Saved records
----

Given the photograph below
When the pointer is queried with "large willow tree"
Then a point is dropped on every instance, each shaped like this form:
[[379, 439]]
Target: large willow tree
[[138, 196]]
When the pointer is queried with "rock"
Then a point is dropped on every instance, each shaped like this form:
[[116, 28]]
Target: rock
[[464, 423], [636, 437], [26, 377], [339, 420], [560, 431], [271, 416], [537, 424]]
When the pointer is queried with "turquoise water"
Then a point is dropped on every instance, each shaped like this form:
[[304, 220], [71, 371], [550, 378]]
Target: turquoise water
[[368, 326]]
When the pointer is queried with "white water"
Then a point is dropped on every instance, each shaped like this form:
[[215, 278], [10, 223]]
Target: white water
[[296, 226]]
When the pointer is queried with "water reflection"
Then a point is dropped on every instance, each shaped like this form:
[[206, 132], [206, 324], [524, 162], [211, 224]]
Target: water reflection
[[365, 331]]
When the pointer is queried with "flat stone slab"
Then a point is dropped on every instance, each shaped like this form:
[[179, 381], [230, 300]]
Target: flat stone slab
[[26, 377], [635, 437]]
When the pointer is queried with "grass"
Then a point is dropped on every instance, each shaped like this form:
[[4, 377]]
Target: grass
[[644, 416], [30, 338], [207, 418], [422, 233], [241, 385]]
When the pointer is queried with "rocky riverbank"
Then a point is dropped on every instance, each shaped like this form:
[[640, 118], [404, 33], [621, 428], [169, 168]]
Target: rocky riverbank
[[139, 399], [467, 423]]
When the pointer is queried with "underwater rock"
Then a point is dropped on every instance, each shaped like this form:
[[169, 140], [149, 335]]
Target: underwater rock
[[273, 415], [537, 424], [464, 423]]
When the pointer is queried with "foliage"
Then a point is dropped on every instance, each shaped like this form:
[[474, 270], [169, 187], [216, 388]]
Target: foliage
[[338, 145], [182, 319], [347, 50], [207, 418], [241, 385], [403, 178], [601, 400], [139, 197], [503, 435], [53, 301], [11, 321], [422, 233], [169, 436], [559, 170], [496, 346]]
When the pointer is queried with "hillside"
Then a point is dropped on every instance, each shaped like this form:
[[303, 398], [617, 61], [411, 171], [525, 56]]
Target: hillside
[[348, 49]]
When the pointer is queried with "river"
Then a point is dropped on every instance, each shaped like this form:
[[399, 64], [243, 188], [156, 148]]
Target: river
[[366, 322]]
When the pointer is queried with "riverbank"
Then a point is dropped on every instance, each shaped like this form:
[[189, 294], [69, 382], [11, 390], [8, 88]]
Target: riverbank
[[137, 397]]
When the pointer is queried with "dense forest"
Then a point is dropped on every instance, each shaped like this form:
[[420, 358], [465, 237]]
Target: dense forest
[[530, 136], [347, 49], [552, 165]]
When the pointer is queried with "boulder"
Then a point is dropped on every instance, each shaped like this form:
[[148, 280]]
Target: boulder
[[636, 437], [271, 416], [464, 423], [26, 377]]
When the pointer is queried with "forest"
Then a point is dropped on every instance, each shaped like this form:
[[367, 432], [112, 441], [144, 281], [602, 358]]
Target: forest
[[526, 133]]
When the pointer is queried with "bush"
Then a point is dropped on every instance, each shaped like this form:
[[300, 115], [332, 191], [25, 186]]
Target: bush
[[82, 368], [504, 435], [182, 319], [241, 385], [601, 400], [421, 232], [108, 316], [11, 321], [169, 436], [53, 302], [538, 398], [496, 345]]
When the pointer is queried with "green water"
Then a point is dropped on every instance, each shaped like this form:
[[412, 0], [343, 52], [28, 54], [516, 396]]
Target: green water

----

## What is needed
Reproduce every line from the start of the records through the line containing "[[273, 415], [537, 424], [464, 423]]", inclusive. Multiply each point coordinate in the answers by 0.4 and round to whole numbers, halves up, leaving all other numbers unchanged.

## Task result
Given the photograph below
When the pointer is queried with "large willow tree"
Then a point is dropped on every instance, each shaped like this form:
[[379, 439]]
Target: large willow tree
[[55, 78]]
When the pointer is queried with "rock"
Then a point is dropped on every instance, each shaped like this form:
[[116, 28]]
Target: rock
[[186, 169], [254, 175], [10, 151], [136, 168], [224, 172], [108, 166], [215, 170]]
When the pointer is queried with "turquoise water"
Then a point is dropped on every instance, each shaped like this form:
[[304, 220], [71, 371], [550, 378]]
Target: turquoise water
[[147, 130]]
When the pointer is queried with "white water"
Then a point is dropped on every instance, each shaped like this form:
[[215, 278], [10, 223]]
Target: white water
[[118, 90]]
When the pointer is queried with "water reflection"
Then a point is dropped on every instance, each shaped like this form:
[[206, 132], [206, 324], [524, 162], [211, 224]]
Target: water reflection
[[146, 132]]
When the pointer is queried with "flat stone slab"
Then a point is dropped on every instance, each shaped like this form:
[[179, 381], [230, 300]]
Target: flat stone slab
[[10, 151], [254, 175]]
When the pointer is queried with "grass"
Then a point is dropped on every instance, each shaped like this form:
[[4, 377]]
Target: grass
[[258, 166], [12, 135], [83, 167], [169, 93], [96, 154]]
When the pointer is queried with "rocky riverbank"
Then a point is dropped on every instance, each shaped like this form:
[[640, 118], [404, 33], [621, 428], [169, 168]]
Target: rocky riverbank
[[56, 160], [187, 169]]
When the pointer is queried with "underwater rock"
Then a point is dropped on every instance, each shaped like this form:
[[169, 140], [149, 335]]
Target: underwater rock
[[109, 166], [215, 170], [186, 169]]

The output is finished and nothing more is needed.